_Selection:_
◆ ◆ ◆ ◆ ◆

North Yarmouth native Ben True will return to Maine to compete in the Beach to Beacon 10K road race Aug. 1 in Cape Elizabeth.

A two-time winner of the Maine men’s category, True now runs professionally, and lives and trains in New Hampshire. He placed third in last year’s Beach to Beacon behind a pair of Kenyans and will head to China later in August to compete in the world outdoor track and field championships at 5,000 meters in Beijing.

True finished second at both 5,000 and 10,000 meters in the national championships in Oregon in late June to earn a spot on the United States team for the world meet, but at the time had met only the longer race’s qualifying standard. He flew to Europe last week in hopes of achieving the 13:23 necessary for the 5,000-meter standard and in a race Saturday in Belgium placed third in 13:06.

◆ ◆ ◆ ◆ ◆

_Your tasks:_
1. Answer these questions from the Ben True article:
(a) In which state does True live and train?
(b) What place did True take in last year's Beach to Beacon?
(c) What time did True run in Saturday's race in Belgium?
2. List every country named in the Ben True article.
3. Rewrite the Ben True article between "A two-time winner" and "third in 13:06.", inclusive, switching "New Hampshire" to "Vermont".

◆ ◆ ◆ ◆ ◆

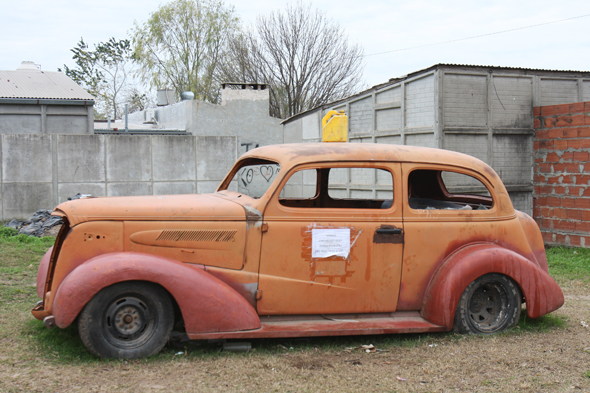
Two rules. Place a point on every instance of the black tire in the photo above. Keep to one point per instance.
(490, 304)
(127, 320)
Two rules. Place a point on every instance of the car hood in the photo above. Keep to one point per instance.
(207, 207)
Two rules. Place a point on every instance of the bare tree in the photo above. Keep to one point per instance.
(303, 55)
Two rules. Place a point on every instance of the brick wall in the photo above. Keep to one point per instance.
(561, 203)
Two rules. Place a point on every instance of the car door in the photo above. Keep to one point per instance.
(334, 241)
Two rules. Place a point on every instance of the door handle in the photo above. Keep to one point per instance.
(389, 231)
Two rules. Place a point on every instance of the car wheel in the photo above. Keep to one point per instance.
(127, 320)
(490, 304)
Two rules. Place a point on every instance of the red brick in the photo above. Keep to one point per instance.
(543, 168)
(560, 145)
(579, 120)
(552, 157)
(582, 227)
(559, 167)
(575, 240)
(567, 156)
(549, 122)
(568, 202)
(572, 168)
(560, 213)
(577, 107)
(565, 121)
(569, 132)
(574, 214)
(538, 178)
(554, 133)
(582, 203)
(581, 156)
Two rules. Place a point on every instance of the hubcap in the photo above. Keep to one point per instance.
(129, 321)
(487, 307)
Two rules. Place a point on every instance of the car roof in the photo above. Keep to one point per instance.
(301, 153)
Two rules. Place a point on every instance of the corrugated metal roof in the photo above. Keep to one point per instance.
(392, 81)
(38, 84)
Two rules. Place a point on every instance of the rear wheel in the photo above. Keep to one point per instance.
(489, 304)
(127, 320)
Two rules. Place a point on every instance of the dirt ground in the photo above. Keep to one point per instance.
(553, 360)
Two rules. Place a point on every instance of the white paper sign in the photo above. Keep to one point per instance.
(330, 242)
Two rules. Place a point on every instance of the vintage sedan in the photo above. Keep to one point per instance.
(300, 240)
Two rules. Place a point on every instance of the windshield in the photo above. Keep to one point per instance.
(253, 177)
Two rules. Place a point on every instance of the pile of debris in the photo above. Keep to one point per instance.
(42, 223)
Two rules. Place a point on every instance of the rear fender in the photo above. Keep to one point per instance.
(207, 304)
(541, 292)
(42, 272)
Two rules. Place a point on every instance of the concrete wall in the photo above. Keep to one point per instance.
(28, 118)
(562, 173)
(243, 113)
(40, 171)
(481, 111)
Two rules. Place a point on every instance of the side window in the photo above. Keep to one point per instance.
(346, 188)
(446, 190)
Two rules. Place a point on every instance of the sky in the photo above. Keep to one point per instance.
(413, 33)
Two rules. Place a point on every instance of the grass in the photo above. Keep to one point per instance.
(569, 263)
(20, 256)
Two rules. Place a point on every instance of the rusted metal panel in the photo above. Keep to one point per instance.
(540, 291)
(207, 304)
(228, 257)
(388, 234)
(333, 325)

◆ ◆ ◆ ◆ ◆

_Responses by task:_
1.
(a) New Hampshire
(b) Third
(c) 13:06

2. China, the United States, Belgium

3.
A two-time winner of the Maine men’s category, True now runs professionally, and lives and trains in Vermont. He placed third in last year’s Beach to Beacon behind a pair of Kenyans and will head to China later in August to compete in the world outdoor track and field championships at 5,000 meters in Beijing.

True finished second at both 5,000 and 10,000 meters in the national championships in Oregon in late June to earn a spot on the United States team for the world meet, but at the time had met only the longer race’s qualifying standard. He flew to Europe last week in hopes of achieving the 13:23 necessary for the 5,000-meter standard and in a race Saturday in Belgium placed third in 13:06.